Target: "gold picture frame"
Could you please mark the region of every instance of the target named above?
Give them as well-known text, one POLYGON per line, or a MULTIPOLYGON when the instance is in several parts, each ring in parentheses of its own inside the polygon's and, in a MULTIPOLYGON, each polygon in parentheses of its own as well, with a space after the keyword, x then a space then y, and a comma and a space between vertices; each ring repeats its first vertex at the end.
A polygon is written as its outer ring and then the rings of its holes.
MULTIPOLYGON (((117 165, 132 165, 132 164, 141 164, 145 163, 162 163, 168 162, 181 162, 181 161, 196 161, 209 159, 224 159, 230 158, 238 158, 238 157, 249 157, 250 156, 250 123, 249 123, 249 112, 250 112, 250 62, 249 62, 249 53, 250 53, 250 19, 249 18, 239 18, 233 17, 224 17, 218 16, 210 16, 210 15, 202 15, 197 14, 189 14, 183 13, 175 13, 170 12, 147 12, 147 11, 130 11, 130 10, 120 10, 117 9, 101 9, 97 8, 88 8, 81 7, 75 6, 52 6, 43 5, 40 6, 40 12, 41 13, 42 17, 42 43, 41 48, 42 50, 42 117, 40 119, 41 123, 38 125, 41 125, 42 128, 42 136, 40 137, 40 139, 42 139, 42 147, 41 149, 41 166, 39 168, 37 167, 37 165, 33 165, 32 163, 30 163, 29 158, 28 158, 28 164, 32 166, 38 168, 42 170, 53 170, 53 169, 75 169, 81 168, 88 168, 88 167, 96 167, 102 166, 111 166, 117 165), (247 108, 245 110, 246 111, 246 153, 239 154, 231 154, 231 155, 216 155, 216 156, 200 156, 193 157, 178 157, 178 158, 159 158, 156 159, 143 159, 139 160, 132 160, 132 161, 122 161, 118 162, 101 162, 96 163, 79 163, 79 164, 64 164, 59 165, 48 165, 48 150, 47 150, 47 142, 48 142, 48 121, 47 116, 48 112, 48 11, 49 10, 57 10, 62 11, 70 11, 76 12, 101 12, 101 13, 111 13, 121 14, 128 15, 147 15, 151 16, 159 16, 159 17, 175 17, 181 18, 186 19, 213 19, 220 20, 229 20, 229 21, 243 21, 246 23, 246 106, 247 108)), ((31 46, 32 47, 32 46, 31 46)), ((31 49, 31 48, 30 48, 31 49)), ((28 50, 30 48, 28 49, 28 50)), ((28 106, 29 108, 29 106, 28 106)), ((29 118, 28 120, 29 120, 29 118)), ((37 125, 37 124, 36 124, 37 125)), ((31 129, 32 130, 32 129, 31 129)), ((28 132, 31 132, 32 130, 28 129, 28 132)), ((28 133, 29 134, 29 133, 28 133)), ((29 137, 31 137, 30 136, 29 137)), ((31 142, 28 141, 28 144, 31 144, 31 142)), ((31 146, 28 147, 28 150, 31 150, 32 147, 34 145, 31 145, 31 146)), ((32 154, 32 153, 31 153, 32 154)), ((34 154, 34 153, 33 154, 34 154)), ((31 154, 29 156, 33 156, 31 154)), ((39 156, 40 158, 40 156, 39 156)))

# What is expected
Print every line of the records above again, character for character, with nothing changed.

# Answer to this exercise
Target: "gold picture frame"
Could you please mark the region of every instance of the target named above?
Give them as well-known text, one POLYGON per line, or a MULTIPOLYGON when the instance is in several parts, each ring in parentheses of its own inside the polygon's and, in a MULTIPOLYGON, each polygon in parentheses of its own as well, with a space after the keyword, x then a space then y, and a comma and a space between vertices; each ring repeats its first vertex at the end.
A polygon is written as its outer ring and then the rings of its holes.
MULTIPOLYGON (((117 165, 132 165, 132 164, 141 164, 145 163, 162 163, 168 162, 181 162, 181 161, 196 161, 209 159, 224 159, 230 158, 238 158, 238 157, 249 157, 250 156, 250 123, 249 123, 249 112, 250 112, 250 62, 249 62, 249 53, 250 53, 250 19, 249 18, 239 18, 233 17, 224 17, 218 16, 210 16, 210 15, 202 15, 197 14, 189 14, 183 13, 175 13, 170 12, 147 12, 147 11, 130 11, 130 10, 120 10, 117 9, 101 9, 97 8, 88 8, 81 7, 75 6, 52 6, 43 5, 40 6, 40 12, 41 13, 42 17, 42 43, 41 48, 42 50, 42 117, 40 119, 41 123, 38 125, 41 125, 42 128, 42 136, 40 137, 40 139, 42 139, 42 147, 41 149, 41 166, 39 168, 37 167, 37 165, 33 165, 32 163, 30 163, 29 158, 28 158, 28 164, 32 166, 38 168, 42 170, 53 170, 53 169, 75 169, 81 168, 88 168, 88 167, 96 167, 102 166, 111 166, 117 165), (247 108, 245 110, 246 111, 246 153, 239 154, 231 154, 231 155, 216 155, 216 156, 200 156, 193 157, 178 157, 178 158, 159 158, 156 159, 143 159, 139 160, 132 160, 132 161, 122 161, 118 162, 101 162, 96 163, 79 163, 79 164, 64 164, 59 165, 48 165, 48 150, 47 150, 47 142, 48 142, 48 121, 47 116, 48 112, 48 11, 49 10, 57 10, 62 11, 70 11, 76 12, 101 12, 101 13, 111 13, 121 14, 128 15, 147 15, 151 16, 159 16, 159 17, 175 17, 181 18, 186 19, 213 19, 220 20, 229 20, 229 21, 243 21, 246 23, 246 106, 247 108)), ((31 46, 32 47, 32 46, 31 46)), ((31 49, 31 48, 30 48, 31 49)), ((28 50, 30 48, 28 49, 28 50)), ((28 106, 29 108, 29 106, 28 106)), ((29 118, 28 120, 29 120, 29 118)), ((37 125, 37 124, 36 124, 37 125)), ((31 129, 32 130, 32 129, 31 129)), ((28 132, 31 132, 32 130, 28 129, 28 132)), ((28 133, 29 134, 29 133, 28 133)), ((29 137, 31 137, 30 136, 29 137)), ((31 142, 28 141, 28 144, 31 144, 31 142)), ((31 146, 28 147, 28 150, 31 150, 32 147, 34 145, 31 145, 31 146)), ((32 154, 32 153, 31 153, 32 154)), ((34 154, 34 153, 33 154, 34 154)), ((31 154, 29 156, 33 156, 31 154)), ((39 156, 40 158, 40 156, 39 156)))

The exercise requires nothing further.